The big slab in the bottom serves a dual purpose, it stops the bottom of the side wall from bowing out and is thick enough to act as a securing point with screws from underneath through the cast chassis block. I'll drill those later using the chassis as a template as can't be bothered to measure (guess) where to put holes in the CAD drawing and then spend ages doing test prints to align them.

Conversely the closed side has perfectly straight edges (green lines) and deduction suggests it's the full side that's giving it support. So on to Mk VI, despite all the previous tests and wastage the bin monster is still not sated!



On this one I've kind of blended the Jersey barrier concept into the actual object, logically is should now cause the end wall to perform in the bad corner the same as the good corner.

I've added my usual cut line trough around the outside so I have a guide when cutting the wall off post curing; that will still leave a thin lip along that edge which I can trim back to give a good snug fit with the nose and hood section to the rear. The same goes for the base, the extended sacrificial skirt (green) is not full thickness, you just sand back to where it does become full thickness to obtain the correct height.

I've also increased my first layer height for 3.5 mm to 6 mm so see if that helps as a intermediate test (below) indicated good results. To be fair I think the full wall on the rear will solve most of the problems so the only way to really test the extra height issue is to go back to a failed print and adjust accordingly; being lazy and not really caring (at this moment) what solves the problem I probably won't do that. The extra resin to dissect what the issue solution was is not worth it and frankly I simply do not have the machine time right now to keep testing.

I did do an intermediate rough test (Mk V) with the addition of a partial back wall and the results were promising, hence my comments above about the current one (Mk VI) probably working pretty well.

• [CHALLENGES]
1/ Please translate this sentence from the print-testing post into Spanish: "I did do an intermediate rough test (Mk V) with the addition of a partial back wall and the results were promising, hence my comments above about the current one (Mk VI) probably working pretty well."
2/ Update the records from their first line through the line containing "319), (315, 321)]", changing "Photo" to "Image" and keeping everything else the same. Omit the pictures.

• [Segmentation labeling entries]

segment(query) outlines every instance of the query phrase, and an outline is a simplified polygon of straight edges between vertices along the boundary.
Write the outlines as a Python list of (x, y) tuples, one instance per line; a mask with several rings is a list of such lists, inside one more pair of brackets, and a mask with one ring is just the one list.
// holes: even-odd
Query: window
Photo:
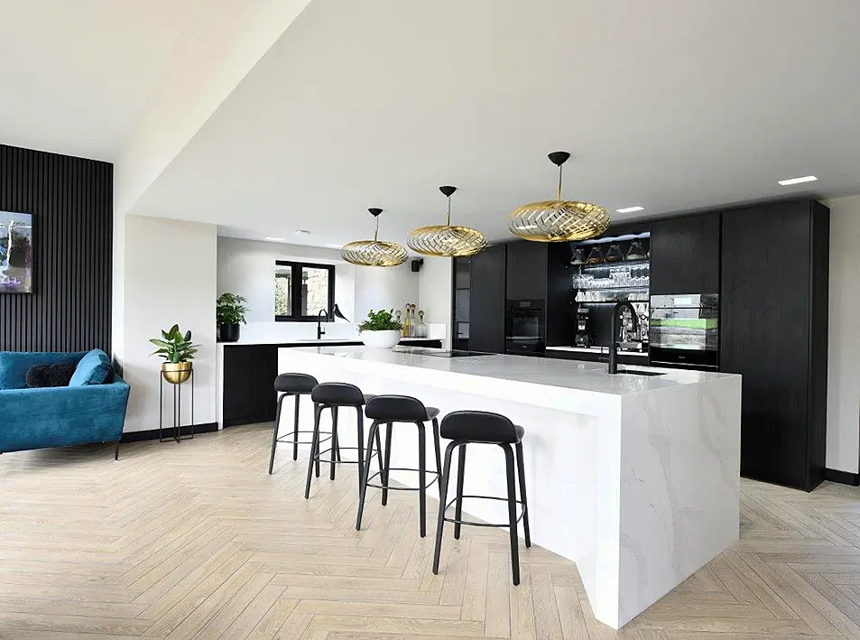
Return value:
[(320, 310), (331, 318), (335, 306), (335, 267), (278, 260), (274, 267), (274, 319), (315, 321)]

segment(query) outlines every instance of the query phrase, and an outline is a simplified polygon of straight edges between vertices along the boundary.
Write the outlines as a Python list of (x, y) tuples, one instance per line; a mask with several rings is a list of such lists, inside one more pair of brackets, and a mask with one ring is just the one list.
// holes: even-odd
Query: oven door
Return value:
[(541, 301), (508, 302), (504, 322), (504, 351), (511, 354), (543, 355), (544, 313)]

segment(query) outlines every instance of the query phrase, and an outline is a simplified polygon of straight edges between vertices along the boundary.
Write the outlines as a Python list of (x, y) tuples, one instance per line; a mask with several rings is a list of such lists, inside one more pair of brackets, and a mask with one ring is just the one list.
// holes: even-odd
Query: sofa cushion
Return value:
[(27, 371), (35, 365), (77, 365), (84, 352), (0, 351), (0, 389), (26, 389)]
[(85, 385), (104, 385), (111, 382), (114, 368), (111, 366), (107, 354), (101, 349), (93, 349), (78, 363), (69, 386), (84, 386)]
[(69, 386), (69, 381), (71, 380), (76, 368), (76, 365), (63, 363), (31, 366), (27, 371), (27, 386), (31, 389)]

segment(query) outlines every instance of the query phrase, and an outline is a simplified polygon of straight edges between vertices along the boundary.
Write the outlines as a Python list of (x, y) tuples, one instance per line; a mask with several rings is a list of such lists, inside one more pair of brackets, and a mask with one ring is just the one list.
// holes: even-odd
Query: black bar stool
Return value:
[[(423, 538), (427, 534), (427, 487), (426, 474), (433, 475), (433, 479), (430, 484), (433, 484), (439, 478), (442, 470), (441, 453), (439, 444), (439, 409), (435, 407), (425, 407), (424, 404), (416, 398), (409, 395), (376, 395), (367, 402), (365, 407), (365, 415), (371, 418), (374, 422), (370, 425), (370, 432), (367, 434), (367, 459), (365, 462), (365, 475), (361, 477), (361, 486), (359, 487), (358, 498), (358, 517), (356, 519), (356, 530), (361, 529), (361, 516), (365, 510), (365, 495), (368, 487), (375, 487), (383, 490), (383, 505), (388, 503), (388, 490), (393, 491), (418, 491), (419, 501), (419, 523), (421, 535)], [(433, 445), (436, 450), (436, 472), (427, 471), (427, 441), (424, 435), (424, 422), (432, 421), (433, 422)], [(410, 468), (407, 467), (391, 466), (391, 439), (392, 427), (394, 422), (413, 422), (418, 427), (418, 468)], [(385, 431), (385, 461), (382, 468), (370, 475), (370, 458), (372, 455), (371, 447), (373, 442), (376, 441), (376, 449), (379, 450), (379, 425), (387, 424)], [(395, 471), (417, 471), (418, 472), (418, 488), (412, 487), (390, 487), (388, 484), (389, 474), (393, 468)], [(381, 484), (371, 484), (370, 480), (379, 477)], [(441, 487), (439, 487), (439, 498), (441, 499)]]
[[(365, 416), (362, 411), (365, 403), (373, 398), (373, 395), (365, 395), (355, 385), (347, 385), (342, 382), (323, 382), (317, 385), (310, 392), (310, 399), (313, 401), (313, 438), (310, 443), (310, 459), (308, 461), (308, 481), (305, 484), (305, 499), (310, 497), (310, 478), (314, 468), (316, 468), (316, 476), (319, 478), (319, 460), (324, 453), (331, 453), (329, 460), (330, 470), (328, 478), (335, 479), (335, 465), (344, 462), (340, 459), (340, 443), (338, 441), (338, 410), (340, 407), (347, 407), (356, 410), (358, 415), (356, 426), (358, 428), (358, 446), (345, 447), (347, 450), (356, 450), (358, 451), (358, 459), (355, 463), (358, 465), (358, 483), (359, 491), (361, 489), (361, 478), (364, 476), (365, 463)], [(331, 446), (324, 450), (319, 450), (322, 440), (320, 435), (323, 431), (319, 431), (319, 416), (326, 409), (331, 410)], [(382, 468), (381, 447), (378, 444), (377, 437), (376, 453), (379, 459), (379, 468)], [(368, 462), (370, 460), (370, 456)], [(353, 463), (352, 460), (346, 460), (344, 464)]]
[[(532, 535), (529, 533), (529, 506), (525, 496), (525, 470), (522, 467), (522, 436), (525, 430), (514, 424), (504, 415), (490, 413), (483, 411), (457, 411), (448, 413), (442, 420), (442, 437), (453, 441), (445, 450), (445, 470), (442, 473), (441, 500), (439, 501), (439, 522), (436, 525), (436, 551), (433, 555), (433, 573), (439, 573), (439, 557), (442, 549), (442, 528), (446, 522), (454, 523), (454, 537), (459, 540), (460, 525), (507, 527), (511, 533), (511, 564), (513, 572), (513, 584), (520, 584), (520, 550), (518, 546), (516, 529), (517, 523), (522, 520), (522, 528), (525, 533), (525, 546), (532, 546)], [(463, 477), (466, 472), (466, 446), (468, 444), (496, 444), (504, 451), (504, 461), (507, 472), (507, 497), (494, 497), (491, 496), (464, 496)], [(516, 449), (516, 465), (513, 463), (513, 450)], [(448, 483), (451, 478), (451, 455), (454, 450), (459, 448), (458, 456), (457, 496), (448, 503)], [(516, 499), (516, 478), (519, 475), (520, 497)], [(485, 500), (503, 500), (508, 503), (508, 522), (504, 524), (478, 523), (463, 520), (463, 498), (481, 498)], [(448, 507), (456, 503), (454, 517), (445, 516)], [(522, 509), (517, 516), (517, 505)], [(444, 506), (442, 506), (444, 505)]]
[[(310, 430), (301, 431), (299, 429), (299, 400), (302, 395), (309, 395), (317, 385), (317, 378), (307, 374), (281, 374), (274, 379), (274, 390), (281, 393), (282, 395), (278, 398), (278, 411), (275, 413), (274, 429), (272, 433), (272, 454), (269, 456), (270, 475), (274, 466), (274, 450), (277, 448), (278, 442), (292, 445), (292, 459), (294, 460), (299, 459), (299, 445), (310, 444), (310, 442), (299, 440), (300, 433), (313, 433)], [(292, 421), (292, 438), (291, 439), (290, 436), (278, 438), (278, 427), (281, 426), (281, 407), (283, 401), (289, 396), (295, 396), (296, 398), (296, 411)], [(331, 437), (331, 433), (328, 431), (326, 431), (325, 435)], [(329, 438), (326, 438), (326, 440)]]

• [FULL ANSWERS]
1/ Sí que hice una prueba intermedia aproximada (Mk V) añadiendo una pared trasera parcial y los resultados fueron prometedores; de ahí mis comentarios anteriores sobre que la actual (Mk VI) probablemente funcionará bastante bien.

2/
segment(query) outlines every instance of the query phrase, and an outline is a simplified polygon of straight edges between vertices along the boundary.
Write the outlines as a Python list of (x, y) tuples, one instance per line; a mask with several rings is a list of such lists, inside one more pair of brackets, and a mask with one ring is just the one list.
// holes: even-odd
Query: window
Image:
Return value:
[(320, 310), (331, 318), (335, 306), (335, 267), (278, 260), (274, 267), (274, 319), (315, 321)]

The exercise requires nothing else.